▸ WHAT IS BEING ASKED
Search the material for the word "photo" and copy each line that holds it.

.....

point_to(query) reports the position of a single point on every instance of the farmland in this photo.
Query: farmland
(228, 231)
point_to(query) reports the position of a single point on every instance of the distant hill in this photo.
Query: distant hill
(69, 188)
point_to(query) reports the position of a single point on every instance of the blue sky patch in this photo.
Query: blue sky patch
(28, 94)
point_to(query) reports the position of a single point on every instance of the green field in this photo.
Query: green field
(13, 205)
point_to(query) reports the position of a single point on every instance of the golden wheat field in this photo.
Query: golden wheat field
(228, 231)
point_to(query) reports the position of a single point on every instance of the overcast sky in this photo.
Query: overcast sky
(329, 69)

.....

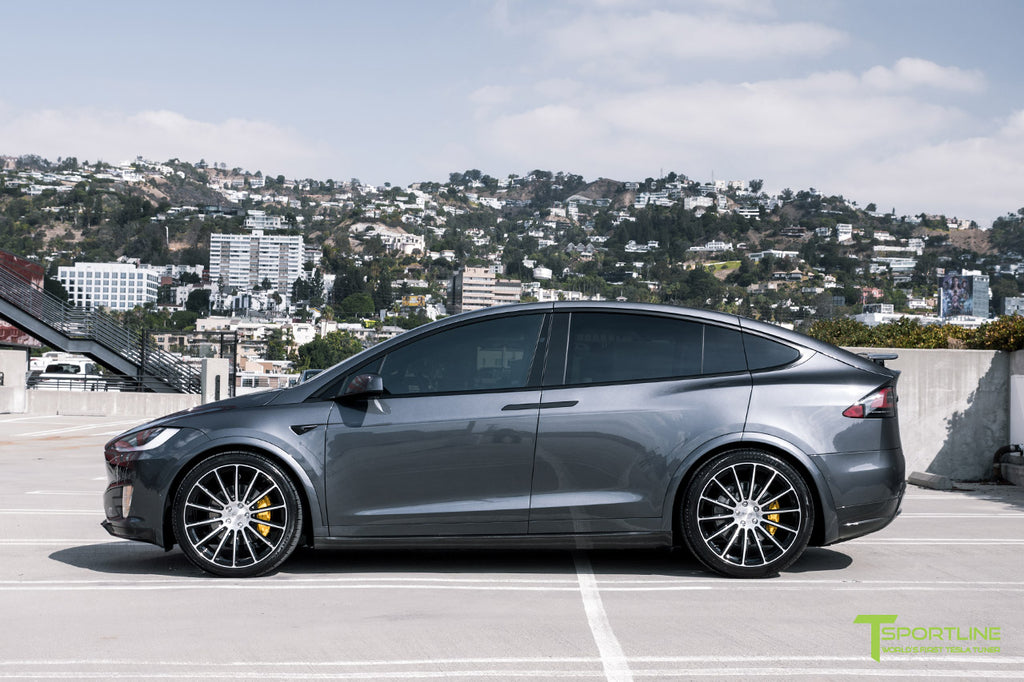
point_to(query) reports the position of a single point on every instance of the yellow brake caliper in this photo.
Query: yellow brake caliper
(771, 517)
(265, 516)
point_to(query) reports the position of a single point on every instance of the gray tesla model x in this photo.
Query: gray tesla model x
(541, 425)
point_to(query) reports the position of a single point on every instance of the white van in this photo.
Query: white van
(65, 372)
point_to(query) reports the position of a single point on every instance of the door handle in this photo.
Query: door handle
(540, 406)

.....

▸ ANSWER SECTION
point_to(query) reports the position of a single point on every instance of the farmland in this photo.
point_to(query) reports the position of a single point on every instance of the distant hill in this photo.
point_to(query) reports the position of a single point on every instance of the blue sky patch in this photo.
point_to(query) reports the position of a single point on every instance of the green field in this photo.
point_to(query) reports the position of a single point on every instance of the golden wheat field in this photo.
point_to(query) reports the position of a single point on every instance of the overcast sky in this photo.
point_to(query) reports the position of a single point on every instance of the yellow brake caliper in this photo.
point_to(query) reports the position of a single point on every instance of the gray tesla model x in this photo.
point_to(query) reports the position of a single point on every instance of the white van in this photo.
point_to(query) reports the position of a single point on every instance of the door handle in this photo.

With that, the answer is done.